Where the records appear below, transcribe them exactly, leaving none out.

----

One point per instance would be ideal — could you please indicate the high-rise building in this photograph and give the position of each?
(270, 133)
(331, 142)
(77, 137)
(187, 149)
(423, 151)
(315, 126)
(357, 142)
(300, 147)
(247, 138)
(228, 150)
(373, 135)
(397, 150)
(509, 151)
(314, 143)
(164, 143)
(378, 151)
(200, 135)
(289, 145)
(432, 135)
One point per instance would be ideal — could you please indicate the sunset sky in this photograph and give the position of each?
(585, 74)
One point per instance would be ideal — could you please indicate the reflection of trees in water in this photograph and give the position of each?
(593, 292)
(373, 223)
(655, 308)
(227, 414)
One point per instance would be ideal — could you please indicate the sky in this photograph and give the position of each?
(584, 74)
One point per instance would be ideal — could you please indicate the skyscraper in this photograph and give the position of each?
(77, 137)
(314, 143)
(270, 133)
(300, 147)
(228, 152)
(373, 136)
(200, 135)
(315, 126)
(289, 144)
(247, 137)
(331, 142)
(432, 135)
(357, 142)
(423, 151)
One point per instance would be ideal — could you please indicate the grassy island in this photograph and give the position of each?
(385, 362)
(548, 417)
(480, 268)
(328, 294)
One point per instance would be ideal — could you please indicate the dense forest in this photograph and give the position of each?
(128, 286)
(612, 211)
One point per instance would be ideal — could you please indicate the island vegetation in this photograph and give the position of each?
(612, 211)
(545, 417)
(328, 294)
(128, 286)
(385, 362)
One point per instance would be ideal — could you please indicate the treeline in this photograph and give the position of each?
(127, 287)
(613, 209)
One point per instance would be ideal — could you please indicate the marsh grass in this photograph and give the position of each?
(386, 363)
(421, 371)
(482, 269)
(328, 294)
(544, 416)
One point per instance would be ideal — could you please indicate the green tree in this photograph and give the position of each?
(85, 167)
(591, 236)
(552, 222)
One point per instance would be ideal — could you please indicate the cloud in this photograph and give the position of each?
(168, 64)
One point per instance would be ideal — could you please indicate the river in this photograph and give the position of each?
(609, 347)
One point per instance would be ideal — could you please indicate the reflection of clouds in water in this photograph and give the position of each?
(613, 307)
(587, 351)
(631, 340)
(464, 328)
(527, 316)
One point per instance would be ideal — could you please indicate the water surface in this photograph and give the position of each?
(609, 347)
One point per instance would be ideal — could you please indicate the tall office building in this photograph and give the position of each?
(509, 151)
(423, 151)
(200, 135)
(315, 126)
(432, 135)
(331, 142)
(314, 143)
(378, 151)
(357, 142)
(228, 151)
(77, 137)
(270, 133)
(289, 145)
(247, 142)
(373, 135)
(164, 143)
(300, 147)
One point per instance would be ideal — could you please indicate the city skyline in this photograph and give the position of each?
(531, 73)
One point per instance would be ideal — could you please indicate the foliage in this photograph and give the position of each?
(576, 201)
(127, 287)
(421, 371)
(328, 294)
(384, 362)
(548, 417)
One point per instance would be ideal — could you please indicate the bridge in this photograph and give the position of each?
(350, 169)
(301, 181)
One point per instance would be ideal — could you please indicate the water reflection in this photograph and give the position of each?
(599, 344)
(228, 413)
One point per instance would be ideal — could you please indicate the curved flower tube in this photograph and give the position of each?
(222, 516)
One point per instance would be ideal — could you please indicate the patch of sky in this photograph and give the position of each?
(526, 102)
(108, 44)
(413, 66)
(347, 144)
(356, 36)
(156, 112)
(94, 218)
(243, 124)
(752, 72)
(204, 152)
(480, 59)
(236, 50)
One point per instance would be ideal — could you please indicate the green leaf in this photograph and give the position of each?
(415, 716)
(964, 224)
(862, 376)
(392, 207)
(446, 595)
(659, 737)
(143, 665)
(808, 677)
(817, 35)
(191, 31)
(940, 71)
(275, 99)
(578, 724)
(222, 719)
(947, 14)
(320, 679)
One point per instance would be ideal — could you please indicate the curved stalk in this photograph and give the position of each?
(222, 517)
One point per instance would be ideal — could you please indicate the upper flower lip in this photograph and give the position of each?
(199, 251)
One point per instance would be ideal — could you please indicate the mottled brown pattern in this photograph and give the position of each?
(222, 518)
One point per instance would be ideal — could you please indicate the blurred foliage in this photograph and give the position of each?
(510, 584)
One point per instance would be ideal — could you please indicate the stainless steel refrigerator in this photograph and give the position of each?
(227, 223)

----

**TASK RESULT:**
One point per instance would be ideal — could you please indicate the high-rise building in this photograph and give the position of each?
(270, 133)
(331, 142)
(77, 137)
(187, 149)
(423, 151)
(315, 126)
(357, 142)
(300, 147)
(247, 138)
(228, 150)
(373, 135)
(397, 150)
(509, 151)
(314, 143)
(164, 143)
(378, 151)
(200, 135)
(289, 145)
(432, 135)
One point per instance would be ideal — could you please indicate the sunset sky in this photograph and give the position of each?
(585, 74)
One point per instance would be ideal — could you please indicate the reflection of trees in water in this photograph and give the position of each?
(593, 292)
(373, 223)
(655, 308)
(227, 414)
One point per instance would be ideal — could you please indicate the sky in this photograph and give the position of each?
(584, 74)
One point per instance would be ideal — could you please indicate the skyscraper in this photograph and give the position of each?
(77, 137)
(314, 143)
(270, 133)
(300, 147)
(228, 152)
(373, 136)
(200, 135)
(315, 126)
(289, 144)
(247, 137)
(331, 142)
(432, 135)
(357, 142)
(423, 151)
One point per instance would be ideal — could you please indicate the grassy island in this photograph and give the position of each?
(385, 362)
(548, 417)
(480, 268)
(328, 294)
One point per instance would be ideal — could you please indicate the dense forest in this photograph and give the position of each?
(128, 286)
(612, 211)
One point per instance would be ideal — could you please indicate the island vegetation in this photograph and give the position of each?
(612, 211)
(545, 417)
(328, 294)
(128, 286)
(385, 362)
One point per instance would be ideal — could you please indicate the treeline in this photograph and give the position of each?
(127, 287)
(613, 209)
One point per instance would be ideal — could you please indicate the marsh grass in this photograph and give the position of each?
(386, 363)
(421, 371)
(482, 269)
(328, 294)
(544, 416)
One point per instance would be ideal — could you please indicate the green tree in this photograph and give the position of each?
(85, 167)
(591, 236)
(552, 222)
One point per instance would be ideal — could you please indicate the cloud in this photograph and give the position of each?
(168, 64)
One point per instance would be ideal — could you please indicate the river in this photograph and give the position of each?
(609, 347)
One point per instance would be ideal — could you please indicate the reflection of clouds in water in this photograph and give the position of each?
(613, 307)
(587, 351)
(631, 340)
(464, 328)
(527, 316)
One point per instance would be ideal — could you please indicate the water surface in this photograph and give the position of each?
(609, 347)
One point per instance would be ideal — could you please indicate the tall office building in this photograph and give the position of each?
(509, 151)
(423, 151)
(200, 135)
(315, 126)
(432, 135)
(331, 142)
(314, 143)
(378, 151)
(357, 142)
(228, 151)
(77, 137)
(270, 133)
(289, 145)
(247, 142)
(373, 135)
(164, 143)
(300, 147)
One point per instance would be ideal — could you please indicate the city skyline in this photograph and give the position of each?
(531, 73)
One point per instance would be ideal — could you please indicate the foliage in this photograph and give the position of each?
(576, 201)
(127, 287)
(421, 371)
(328, 294)
(384, 362)
(548, 417)
One point per instance would be ideal — could you please indicate the bridge in this photograph and give the position of each?
(350, 169)
(301, 181)
One point per instance would be ideal — could you please indicate the water reflection in this photograph and give the position of each?
(599, 344)
(228, 413)
One point per instance would be ideal — could you please indicate the curved flower tube in this photograph and give the position of each?
(222, 516)
One point per instance would be ideal — could you please indicate the patch of sky in this photograph and give the position of each?
(526, 102)
(108, 44)
(413, 66)
(347, 144)
(356, 36)
(156, 112)
(94, 218)
(243, 124)
(752, 72)
(204, 152)
(480, 59)
(236, 50)
One point per instance would be ideal — could you please indicate the green leaf in this photograph and give the position of each?
(415, 716)
(964, 224)
(862, 376)
(392, 207)
(446, 595)
(659, 737)
(143, 665)
(808, 677)
(817, 35)
(191, 31)
(940, 71)
(275, 99)
(578, 724)
(222, 719)
(947, 14)
(320, 679)
One point per instance would be ideal — could you please indicate the curved stalk in this photograph and give the position of each?
(222, 517)
One point per instance would be ideal — could you please indicate the upper flower lip in this photograph and give the position of each?
(199, 251)
One point per instance would be ideal — could you please indicate the mottled brown pattern in this photograph and give the position of each?
(222, 518)
One point per instance would be ideal — could you please indicate the blurred foliage in this photograph and give the position of each?
(510, 584)
One point per instance would be ideal — could you please indicate the stainless steel refrigerator in this photograph and give the position of each?
(227, 223)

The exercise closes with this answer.